# Looking for a budget folder for around £320



## beatlejuice (23 Jul 2013)

I have found three, the Land-rover City Lite 20" Wheel, one of the decathlon offerings or Dahon speed D7. I need a fairly wide gear range. I plan to us to put in the back of a small car and carry on trains. What are people's experience of these bikes?


----------



## dktd (26 Jul 2013)

http://www.decathlon.co.uk/folding-bike-tilt-5-asphalt-id_8202736.html

I saw that the other day. I have no idea what it's like, though.
I've got a racer (triban 3) from Decathlon for £300 and it's top.


----------



## beatlejuice (26 Jul 2013)

I've got a Red Triban 3 too. The folder I saw however was rather weighty.it looks like the only really good is a Brompton. But I can't afford one.


----------



## dktd (26 Jul 2013)

I've just been told that the Decathlon folding bikes are a bit rubbish (by Andrew Culture). Opps! Sorry.


----------



## Andrew_Culture (26 Jul 2013)

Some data
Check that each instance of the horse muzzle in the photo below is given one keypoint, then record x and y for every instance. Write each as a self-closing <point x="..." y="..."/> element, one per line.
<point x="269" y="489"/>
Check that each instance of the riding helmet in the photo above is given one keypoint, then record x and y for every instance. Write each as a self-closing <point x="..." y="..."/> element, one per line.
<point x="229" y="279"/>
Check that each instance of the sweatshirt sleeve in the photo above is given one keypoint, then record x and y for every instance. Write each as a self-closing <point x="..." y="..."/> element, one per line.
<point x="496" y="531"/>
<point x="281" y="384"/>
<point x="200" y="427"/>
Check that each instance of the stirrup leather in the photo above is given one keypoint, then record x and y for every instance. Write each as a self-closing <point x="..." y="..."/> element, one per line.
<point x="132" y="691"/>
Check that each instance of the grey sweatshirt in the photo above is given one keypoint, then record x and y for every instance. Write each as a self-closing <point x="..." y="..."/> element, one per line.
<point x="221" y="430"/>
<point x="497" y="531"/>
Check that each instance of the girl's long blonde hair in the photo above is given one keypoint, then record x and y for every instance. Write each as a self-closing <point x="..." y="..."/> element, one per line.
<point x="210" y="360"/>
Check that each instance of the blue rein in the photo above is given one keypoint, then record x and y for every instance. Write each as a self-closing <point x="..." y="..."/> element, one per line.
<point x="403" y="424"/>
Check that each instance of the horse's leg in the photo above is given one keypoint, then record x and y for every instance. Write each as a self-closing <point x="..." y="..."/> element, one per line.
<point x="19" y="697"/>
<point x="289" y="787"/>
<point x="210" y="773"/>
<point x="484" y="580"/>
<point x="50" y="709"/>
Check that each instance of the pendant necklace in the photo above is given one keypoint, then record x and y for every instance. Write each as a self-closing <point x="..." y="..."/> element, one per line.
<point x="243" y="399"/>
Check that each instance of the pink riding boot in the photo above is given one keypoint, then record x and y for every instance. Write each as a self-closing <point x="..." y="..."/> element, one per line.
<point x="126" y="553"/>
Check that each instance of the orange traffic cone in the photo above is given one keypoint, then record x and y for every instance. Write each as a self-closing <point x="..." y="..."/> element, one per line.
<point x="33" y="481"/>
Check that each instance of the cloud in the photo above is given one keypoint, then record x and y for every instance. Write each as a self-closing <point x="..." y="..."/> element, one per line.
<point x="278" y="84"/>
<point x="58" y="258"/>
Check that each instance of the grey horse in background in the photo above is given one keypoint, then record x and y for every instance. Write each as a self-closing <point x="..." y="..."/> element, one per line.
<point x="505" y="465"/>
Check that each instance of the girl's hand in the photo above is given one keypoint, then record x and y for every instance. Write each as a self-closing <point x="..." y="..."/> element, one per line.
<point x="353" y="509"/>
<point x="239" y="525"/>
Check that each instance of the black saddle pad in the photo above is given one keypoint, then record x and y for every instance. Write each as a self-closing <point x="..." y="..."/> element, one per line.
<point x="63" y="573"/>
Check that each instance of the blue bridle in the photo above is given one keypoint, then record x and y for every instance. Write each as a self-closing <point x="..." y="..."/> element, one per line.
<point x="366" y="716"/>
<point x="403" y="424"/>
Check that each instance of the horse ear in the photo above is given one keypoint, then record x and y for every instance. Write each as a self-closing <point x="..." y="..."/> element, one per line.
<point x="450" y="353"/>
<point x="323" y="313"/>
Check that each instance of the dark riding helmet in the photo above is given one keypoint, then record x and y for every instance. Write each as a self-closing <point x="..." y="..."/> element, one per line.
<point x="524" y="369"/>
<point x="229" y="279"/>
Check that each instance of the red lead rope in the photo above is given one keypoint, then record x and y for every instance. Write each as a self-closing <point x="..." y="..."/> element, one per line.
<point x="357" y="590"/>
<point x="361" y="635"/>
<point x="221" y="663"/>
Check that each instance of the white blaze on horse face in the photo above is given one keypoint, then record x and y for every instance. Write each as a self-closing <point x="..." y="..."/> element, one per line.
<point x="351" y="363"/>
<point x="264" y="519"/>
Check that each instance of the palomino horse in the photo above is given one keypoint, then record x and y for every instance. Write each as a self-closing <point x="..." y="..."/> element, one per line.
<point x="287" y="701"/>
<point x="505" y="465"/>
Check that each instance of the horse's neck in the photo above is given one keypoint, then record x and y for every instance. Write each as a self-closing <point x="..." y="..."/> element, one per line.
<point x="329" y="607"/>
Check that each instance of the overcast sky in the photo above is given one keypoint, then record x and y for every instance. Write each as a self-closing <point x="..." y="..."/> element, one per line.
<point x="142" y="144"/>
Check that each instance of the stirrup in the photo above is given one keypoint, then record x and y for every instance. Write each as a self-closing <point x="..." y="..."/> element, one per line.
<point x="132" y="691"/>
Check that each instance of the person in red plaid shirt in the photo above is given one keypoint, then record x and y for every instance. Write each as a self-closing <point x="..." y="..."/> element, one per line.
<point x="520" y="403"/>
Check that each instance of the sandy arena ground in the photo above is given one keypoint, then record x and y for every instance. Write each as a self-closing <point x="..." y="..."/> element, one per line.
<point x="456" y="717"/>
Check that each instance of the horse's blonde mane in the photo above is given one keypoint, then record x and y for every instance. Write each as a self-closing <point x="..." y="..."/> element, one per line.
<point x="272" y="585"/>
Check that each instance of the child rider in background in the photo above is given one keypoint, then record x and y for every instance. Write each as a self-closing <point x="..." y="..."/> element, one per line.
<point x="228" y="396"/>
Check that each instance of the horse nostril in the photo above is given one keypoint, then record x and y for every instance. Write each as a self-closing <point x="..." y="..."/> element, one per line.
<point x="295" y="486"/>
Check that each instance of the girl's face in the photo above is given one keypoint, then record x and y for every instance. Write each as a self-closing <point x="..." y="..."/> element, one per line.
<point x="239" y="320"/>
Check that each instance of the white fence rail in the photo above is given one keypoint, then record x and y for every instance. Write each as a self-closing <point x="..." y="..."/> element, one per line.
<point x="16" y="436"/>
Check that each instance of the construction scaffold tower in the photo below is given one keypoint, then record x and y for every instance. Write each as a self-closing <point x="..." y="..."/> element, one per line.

List of tasks.
1) In the folding bike thread:
(a) What three bikes did beatlejuice find?
(b) How much did dktd pay for the Triban 3 from Decathlon?
(c) Who told dktd that the Decathlon folding bikes are a bit rubbish?
2) What comes next in the folding bike thread? Continue it from its last line.

Responses to the tasks.
1)
(a) The Land-rover City Lite 20" Wheel, one of the Decathlon offerings, and the Dahon Speed D7.
(b) £300.
(c) Andrew Culture.

2)
Sadly I can't remember why they're supposed to be poo. I've had another look at it's not the £100 folder I thought it was!


----------



## Hacienda71 (26 Jul 2013)

Dahon have made some of the Decathlon folders.


----------



## HLaB (26 Jul 2013)

I borrowed a 'light weight steel'  folder Proteam iirc, not much of a tip but don't buy one


----------



## robgul (28 Jul 2013)

There's a Dahon in the For Sale section on this forum - looks like a bargain. 

[Have to say IMHO most of the stuff that Dahon makes - both own brand and for others (I have a Dawes folder built by Dahon - and they build lots of others too) all seem to well-engineered and value for money. To me the only good thing about Bromptons is the fold! - wheels are too small, giving a poor ride.]

Rob


----------



## lilolee (28 Jul 2013)

2nd hand Mezzo.


----------



## Little My (4 Aug 2013)

Hi, what have you decided on in the end?
I have a second hand Dahon Speed D7 (same model as the one offered for sale here) and absolutely LOVE him! I can truly recommend the bike, it's a bit heavy (12,5 kg), but rides really well and has a nice range of gears. I haven't had any major trouble with it - one puncture and broken main hinge (easily fixed as I was able to get a replacement from the excellent CH White Dahon dealers). It might be an entry level folder, but it rides like a dream


----------



## beatlejuice (4 Aug 2013)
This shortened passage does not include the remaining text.